▶ _SHORT TASK 1_
Answer these questions about the press statement:
(a) Who is listed as the contact?
(b) Until what date are community members given to prepare to return to El Salvador?
(c) The nationals of which three countries had TPS terminated earlier this year?

▶ _TEXT SHOWN_
—————

PRESS STATEMENT
Monday, January 8th, 2018
Contact: Jacob Weinberg | Jacob@tnimmigrant.org
TIRRC Condemns Termination of TPS, Calls on Congress to Act
NASHVILLE - Today, new Homeland Security Secretary Kirstjen Nielsen terminated Temporary Protected Status (TPS) for 200,000 El Salvadorans, giving community members until September 9, 2019 to prepare to return to El Salvador.
The decision to revoke the legal status of 200,000 people and deporting them back to El Salvador will have disastrous and destabilizing effects on the country and put lives at risk. The reality is that El Salvador cannot handle the return of hundreds of thousands of its citizens given the country’s violence, narcotics trafficking and inability of its weak government institutions to accommodate a massive influx of people. That’s one of the reason Salvadoran President Salvador Sánchez requested the U.S. extend TPS for Salvadorans in the U.S.
This decision on El Salvador follows a termination earlier this year of TPS for Haitian, Nicaraguan and Sudanese nationals and the termination of the Deferred Action for Childhood Arrivals (DACA) program.

—————

▶ _DATA ROWS_
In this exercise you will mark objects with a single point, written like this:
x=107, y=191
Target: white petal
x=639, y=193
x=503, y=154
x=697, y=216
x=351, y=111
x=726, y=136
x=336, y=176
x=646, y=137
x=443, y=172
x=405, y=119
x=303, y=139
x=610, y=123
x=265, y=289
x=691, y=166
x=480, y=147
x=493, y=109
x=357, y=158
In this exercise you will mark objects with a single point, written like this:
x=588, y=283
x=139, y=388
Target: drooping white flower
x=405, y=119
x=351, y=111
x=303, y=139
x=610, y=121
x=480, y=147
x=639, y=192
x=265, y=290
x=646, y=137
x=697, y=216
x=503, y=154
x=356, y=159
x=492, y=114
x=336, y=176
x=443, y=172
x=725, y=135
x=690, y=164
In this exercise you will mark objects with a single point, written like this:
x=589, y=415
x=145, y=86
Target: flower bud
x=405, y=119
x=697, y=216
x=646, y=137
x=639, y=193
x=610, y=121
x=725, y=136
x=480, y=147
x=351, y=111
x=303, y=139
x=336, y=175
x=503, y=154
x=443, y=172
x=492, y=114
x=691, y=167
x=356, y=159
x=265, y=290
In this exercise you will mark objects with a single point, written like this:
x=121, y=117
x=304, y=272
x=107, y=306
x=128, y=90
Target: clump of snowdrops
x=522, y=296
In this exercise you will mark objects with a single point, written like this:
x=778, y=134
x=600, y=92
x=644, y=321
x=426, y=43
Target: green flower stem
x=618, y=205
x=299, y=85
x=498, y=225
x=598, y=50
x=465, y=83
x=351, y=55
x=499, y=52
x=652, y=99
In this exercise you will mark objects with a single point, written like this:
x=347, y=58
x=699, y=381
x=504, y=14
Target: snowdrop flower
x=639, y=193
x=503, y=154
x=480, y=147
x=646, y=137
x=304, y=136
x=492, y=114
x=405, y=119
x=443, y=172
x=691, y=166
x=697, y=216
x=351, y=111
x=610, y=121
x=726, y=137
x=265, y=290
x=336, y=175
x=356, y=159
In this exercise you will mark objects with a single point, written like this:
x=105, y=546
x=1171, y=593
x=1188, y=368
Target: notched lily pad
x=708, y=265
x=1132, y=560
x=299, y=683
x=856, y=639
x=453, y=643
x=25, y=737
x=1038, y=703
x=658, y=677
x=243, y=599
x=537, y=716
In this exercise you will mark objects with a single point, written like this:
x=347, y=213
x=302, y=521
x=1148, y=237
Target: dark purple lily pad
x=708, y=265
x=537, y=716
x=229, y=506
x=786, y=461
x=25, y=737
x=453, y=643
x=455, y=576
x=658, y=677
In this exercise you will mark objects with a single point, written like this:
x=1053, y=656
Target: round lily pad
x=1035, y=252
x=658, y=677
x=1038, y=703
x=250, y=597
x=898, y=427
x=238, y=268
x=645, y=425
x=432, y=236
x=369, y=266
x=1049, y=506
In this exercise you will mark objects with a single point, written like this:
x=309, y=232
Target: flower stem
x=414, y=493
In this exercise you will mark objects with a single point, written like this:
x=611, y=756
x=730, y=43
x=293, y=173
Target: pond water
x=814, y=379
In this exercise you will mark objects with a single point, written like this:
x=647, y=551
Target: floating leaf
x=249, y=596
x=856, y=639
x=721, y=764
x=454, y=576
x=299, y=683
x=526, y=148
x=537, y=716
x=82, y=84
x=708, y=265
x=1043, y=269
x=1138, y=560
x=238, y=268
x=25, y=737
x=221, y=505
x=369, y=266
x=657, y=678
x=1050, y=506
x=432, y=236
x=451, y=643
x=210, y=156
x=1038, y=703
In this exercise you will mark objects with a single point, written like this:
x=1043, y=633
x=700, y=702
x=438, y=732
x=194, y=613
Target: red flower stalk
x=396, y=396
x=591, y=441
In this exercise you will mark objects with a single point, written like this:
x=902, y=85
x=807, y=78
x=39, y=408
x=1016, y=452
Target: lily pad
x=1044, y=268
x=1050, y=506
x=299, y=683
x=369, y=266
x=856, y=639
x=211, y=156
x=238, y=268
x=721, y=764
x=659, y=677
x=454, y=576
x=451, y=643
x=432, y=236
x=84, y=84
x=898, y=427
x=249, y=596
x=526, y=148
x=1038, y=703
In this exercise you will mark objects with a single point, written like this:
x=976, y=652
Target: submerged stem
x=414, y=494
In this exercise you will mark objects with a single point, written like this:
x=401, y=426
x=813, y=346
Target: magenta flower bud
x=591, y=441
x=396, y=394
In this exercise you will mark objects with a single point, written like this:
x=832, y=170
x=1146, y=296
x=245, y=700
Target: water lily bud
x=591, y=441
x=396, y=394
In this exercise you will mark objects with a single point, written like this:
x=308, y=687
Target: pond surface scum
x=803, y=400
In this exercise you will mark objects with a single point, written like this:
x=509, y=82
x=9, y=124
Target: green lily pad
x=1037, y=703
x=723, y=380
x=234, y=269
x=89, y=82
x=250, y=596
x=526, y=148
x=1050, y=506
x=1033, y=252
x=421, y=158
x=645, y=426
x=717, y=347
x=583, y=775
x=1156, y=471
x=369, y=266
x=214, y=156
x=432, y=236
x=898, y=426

—————

▶ _SHORT TASK 2_
Reproduce the entries word for word, from their first line through the line holding "x=690, y=164", inclusive.

▶ _FULL ANSWER 1_
(a) Jacob Weinberg
(b) September 9, 2019
(c) Haiti, Nicaragua and Sudan (Haitian, Nicaraguan and Sudanese nationals)

▶ _FULL ANSWER 2_
In this exercise you will mark objects with a single point, written like this:
x=107, y=191
Target: white petal
x=639, y=193
x=503, y=154
x=697, y=216
x=351, y=111
x=726, y=136
x=336, y=176
x=646, y=137
x=443, y=172
x=405, y=119
x=303, y=139
x=610, y=123
x=265, y=289
x=691, y=166
x=480, y=147
x=493, y=109
x=357, y=158
In this exercise you will mark objects with a single point, written like this:
x=588, y=283
x=139, y=388
Target: drooping white flower
x=405, y=119
x=351, y=111
x=303, y=139
x=610, y=121
x=480, y=147
x=639, y=192
x=265, y=290
x=646, y=137
x=697, y=216
x=503, y=154
x=356, y=159
x=492, y=114
x=336, y=176
x=443, y=172
x=725, y=135
x=690, y=164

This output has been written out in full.